Problem description:
In the piece on threats to a marriage, what does it say is sometimes the best marital therapy?

Extract:

The Most Overlooked Threats to a Marriage
Feel bad for marital communication, because everyone gangs up on him, when the truth is, on the playground of marriage, he's just reacting to one of the other troublemakers who started the fight:
1. We marry people because we like who they are
People change. Plan on it. Don't marry someone because of who they are, or who you want them to become. Marry them because of who they are determined to become. And then spend a lifetime joining them in their becoming, as they join you in yours.
2. Marriage doesn't take away our loneliness
To be alive is to be lonely. It's the human condition. Marriage doesn't change the human condition. It can't make us completely unlonely. And when it doesn't, we blame our partner for doing something wrong, or we go searching for companionship elsewhere. Marriage is intended to be a place where two humans share the experience of loneliness and, in the sharing, create moments in which the loneliness dissipates. For a little while.
3. Shame baggage. Yes, we all carry it
We spend most of our adolescence and early adulthood trying to pretend our shame doesn't exist so, when the person we love triggers it in us, we blame them for creating it. And then we demand they fix it. But the truth is, they didn't create it and they can't fix it. Sometimes the best marital therapy is individual therapy, in which we work to heal our own shame. So we can stop transferring it to the ones we love.
4. Ego wins
We've all got one. We came by it honestly. Probably sometime around the fourth grade when kids started to be jerks to us. Maybe earlier if our family members were jerks first. The ego was a good thing. It kept us safe from the emotional slings and arrows. But now that we're grown and married, the ego is a wall that separates. It's time for it to come down. By practicing openness instead of defensiveness, forgiveness instead of vengeance, apology instead of blame, vulnerability instead of strength, and grace instead of power.
5. Life is messy and marriage is life
So marriage is messy, too. But when things stop working perfectly, we start blaming our partner for the snags. We add unnecessary mess to the already inescapable mess of life and love. We must stop pointing fingers and start intertwining them. And then we can walk into, and through, the mess of life together. Blameless and shameless.
6. The hidden power struggle
Most conflict in marriage is at least in part a negotiation around the level of interconnectedness between lovers. Men usually want less. Women usually want more. Sometimes, those roles are reversed. Regardless, when you read between the lines of most fights, this is the question you find: Who gets to decide how much distance we keep between us? If we don't ask that question explicitly, we'll fight about it implicitly. Forever.

Supplied records:

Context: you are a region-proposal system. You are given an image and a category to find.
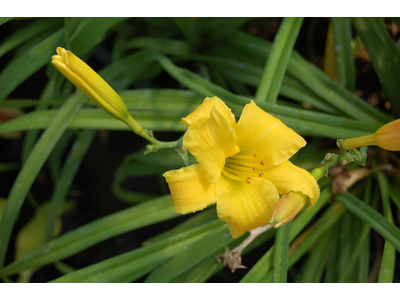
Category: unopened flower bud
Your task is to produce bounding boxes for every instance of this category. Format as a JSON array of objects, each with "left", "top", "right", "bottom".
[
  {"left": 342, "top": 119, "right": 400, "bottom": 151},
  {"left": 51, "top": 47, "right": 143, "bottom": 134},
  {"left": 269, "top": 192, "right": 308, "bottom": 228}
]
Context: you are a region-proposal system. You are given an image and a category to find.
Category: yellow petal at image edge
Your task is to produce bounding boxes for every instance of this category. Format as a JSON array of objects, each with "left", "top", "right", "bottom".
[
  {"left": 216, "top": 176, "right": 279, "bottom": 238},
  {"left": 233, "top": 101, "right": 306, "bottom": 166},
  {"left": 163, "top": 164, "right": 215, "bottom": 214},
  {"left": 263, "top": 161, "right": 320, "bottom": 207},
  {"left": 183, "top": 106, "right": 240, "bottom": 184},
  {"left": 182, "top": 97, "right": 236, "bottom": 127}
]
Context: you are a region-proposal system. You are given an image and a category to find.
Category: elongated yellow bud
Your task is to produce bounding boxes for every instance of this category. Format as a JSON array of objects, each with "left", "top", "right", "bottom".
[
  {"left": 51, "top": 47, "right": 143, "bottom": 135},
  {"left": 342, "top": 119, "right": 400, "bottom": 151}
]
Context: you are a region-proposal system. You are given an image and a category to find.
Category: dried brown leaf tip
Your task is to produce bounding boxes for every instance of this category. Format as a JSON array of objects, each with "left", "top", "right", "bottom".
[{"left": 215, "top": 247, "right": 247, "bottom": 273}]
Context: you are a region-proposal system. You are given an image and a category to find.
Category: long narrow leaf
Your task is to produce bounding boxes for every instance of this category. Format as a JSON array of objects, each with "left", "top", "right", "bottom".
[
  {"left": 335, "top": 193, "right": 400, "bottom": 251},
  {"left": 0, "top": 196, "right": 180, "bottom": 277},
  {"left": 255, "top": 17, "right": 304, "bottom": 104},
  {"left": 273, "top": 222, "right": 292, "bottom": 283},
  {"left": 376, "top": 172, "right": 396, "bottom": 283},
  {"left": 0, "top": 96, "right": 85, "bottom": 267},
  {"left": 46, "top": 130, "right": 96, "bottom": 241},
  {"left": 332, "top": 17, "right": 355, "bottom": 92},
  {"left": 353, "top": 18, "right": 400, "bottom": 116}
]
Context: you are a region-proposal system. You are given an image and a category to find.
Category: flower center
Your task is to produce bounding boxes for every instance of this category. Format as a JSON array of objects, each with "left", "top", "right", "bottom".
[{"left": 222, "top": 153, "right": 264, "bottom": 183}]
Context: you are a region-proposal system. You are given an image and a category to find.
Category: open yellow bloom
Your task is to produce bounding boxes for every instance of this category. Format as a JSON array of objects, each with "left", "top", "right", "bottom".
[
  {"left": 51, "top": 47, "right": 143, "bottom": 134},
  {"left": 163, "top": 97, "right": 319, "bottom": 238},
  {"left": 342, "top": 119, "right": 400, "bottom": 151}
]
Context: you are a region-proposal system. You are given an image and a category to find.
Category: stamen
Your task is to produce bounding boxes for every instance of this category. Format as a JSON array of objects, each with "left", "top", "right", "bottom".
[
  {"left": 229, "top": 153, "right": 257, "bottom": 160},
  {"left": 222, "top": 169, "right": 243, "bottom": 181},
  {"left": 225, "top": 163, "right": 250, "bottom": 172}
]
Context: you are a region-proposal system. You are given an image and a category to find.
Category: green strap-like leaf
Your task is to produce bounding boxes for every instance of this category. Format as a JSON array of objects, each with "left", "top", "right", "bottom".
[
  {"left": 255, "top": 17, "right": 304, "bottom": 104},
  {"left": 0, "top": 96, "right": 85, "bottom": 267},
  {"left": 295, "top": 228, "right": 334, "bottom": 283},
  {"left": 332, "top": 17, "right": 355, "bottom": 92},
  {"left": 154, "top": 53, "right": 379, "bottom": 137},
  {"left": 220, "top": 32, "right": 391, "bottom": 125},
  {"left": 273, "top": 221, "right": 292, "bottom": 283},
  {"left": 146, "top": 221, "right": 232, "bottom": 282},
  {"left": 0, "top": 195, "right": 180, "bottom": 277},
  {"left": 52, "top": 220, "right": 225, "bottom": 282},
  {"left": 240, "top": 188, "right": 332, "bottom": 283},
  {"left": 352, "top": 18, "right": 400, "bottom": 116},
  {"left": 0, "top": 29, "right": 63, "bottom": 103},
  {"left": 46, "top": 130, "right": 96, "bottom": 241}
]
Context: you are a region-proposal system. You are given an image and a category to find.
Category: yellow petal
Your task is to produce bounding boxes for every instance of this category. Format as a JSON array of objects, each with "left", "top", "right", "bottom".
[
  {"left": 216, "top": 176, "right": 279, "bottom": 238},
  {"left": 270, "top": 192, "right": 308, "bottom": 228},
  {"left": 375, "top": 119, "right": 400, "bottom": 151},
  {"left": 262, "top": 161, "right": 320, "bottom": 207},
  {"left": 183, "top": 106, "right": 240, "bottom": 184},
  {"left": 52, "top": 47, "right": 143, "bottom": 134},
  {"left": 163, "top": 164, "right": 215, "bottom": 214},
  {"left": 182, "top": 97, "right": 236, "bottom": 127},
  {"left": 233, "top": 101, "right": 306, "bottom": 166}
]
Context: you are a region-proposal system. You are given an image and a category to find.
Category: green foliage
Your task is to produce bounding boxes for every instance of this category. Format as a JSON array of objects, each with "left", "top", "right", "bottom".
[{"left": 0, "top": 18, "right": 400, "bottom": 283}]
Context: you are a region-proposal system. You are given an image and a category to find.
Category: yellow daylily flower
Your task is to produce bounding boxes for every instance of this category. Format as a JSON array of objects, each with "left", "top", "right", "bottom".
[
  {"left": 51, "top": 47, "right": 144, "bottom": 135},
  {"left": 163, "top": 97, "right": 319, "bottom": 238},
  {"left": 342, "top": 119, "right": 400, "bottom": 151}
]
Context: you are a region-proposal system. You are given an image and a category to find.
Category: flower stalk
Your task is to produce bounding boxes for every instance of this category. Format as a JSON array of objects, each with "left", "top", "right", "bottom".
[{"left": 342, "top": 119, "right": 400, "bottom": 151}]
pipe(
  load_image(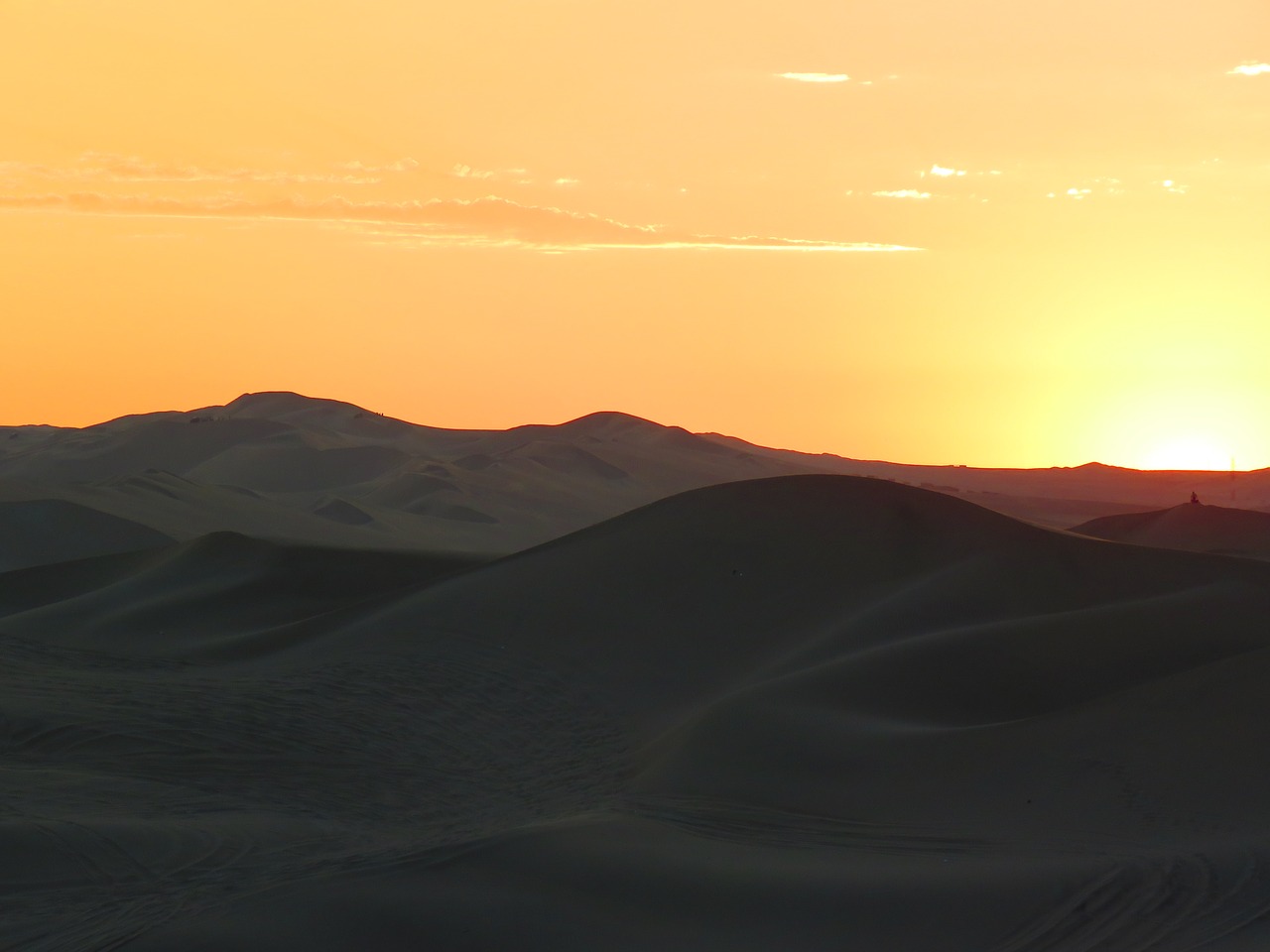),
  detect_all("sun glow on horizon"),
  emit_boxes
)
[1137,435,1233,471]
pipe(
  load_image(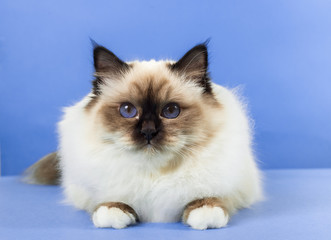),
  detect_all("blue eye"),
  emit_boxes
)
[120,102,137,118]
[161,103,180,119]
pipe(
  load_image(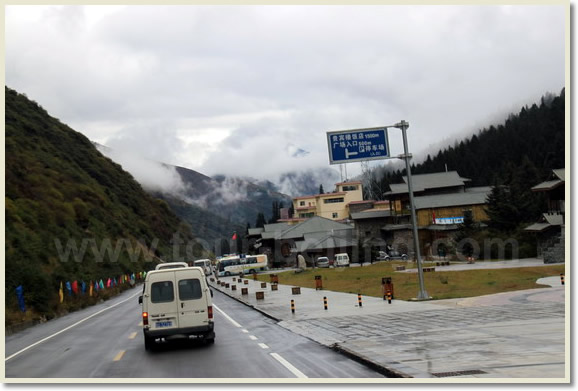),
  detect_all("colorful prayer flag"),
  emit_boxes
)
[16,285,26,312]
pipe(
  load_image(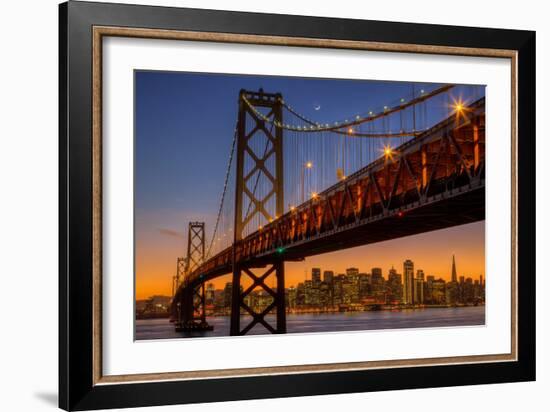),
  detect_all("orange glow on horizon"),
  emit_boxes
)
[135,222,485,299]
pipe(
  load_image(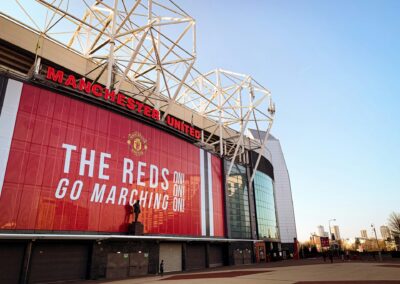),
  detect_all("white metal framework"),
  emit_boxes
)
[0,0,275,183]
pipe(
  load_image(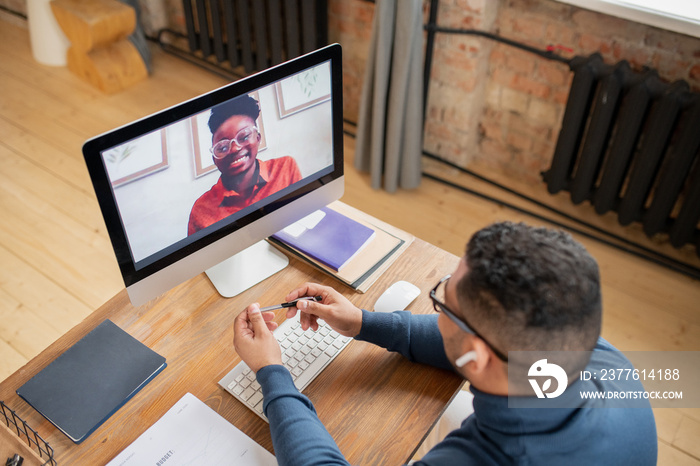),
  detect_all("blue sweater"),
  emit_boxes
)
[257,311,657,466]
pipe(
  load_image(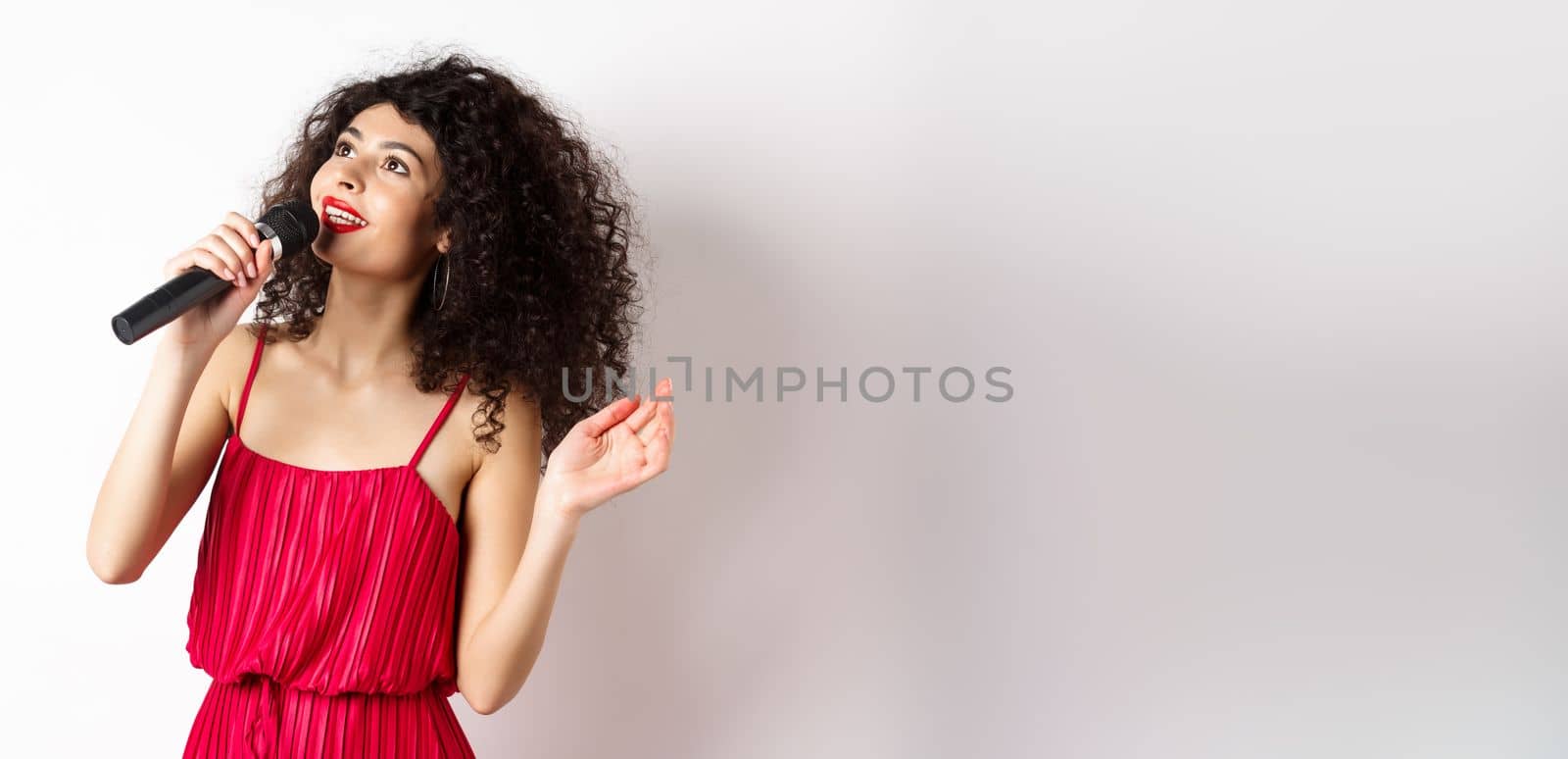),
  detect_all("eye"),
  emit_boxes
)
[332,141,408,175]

The answer:
Individual therapy, in which we work to heal our own shame.